--- DATA TO USE ---

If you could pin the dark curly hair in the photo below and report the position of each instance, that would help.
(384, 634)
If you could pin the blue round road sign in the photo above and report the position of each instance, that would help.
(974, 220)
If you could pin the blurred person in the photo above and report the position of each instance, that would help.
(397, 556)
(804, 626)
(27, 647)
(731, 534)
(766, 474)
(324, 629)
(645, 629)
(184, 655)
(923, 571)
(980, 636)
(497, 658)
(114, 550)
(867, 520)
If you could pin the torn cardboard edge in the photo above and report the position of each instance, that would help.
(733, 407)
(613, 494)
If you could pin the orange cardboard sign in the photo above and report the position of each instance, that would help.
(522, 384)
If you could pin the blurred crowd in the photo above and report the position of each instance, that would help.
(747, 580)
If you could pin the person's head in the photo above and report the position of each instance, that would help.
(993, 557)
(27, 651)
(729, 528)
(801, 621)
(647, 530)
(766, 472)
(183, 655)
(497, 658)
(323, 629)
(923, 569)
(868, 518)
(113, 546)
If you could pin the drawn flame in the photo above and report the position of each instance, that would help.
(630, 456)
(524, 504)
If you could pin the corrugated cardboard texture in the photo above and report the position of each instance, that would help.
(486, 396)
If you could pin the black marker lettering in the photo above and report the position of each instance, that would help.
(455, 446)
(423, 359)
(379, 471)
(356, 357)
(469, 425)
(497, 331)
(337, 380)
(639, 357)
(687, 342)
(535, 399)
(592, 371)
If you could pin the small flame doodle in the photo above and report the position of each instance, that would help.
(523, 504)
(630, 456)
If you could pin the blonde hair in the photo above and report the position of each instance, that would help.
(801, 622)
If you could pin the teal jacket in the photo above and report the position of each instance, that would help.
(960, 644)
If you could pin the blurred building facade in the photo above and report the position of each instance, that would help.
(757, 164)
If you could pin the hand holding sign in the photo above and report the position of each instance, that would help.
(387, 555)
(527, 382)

---

Rewrite the entries above as a numbered list, covering everything from the line that contains "If you could pin the blurred crowd" down to the last entry, with both ends included and blank lines left out.

1. If you could pin the blurred crowd in the photo above and report the position of each instance, that would help.
2. (747, 580)
3. If you could pin the person's head in the photo above and report the position of each instance, that would help.
4. (993, 557)
5. (27, 651)
6. (729, 528)
7. (801, 621)
8. (647, 530)
9. (766, 472)
10. (183, 655)
11. (497, 658)
12. (323, 629)
13. (923, 569)
14. (868, 518)
15. (113, 546)
16. If you could pin the drawn flame in the photo above and report the position of each instance, that would help.
17. (630, 456)
18. (524, 504)
19. If you could pin the corrugated cardboard texture in the photo above and report the position of each instance, that would help.
20. (486, 396)
21. If you could pin the black marker lettering in the photo above and report the position of each instance, that would help.
22. (455, 446)
23. (423, 359)
24. (379, 471)
25. (356, 357)
26. (469, 425)
27. (497, 331)
28. (337, 380)
29. (639, 357)
30. (687, 342)
31. (535, 399)
32. (592, 371)
33. If you could pin the small flame doodle in the photo above and report the position of each instance, that would help.
34. (523, 504)
35. (630, 456)
36. If you could pin the blonde hair in the photo above and report the position of each instance, that would help.
37. (801, 622)
38. If you could pin the teal jacket in the photo above and report the position of each instance, that would help.
39. (960, 644)
40. If you could pin the blurred building facade in the photo above and report the position of each instance, that would help.
41. (757, 164)
42. If you could pin the hand holding sign in the photo above and report the position of each instance, that would help.
43. (387, 555)
44. (527, 382)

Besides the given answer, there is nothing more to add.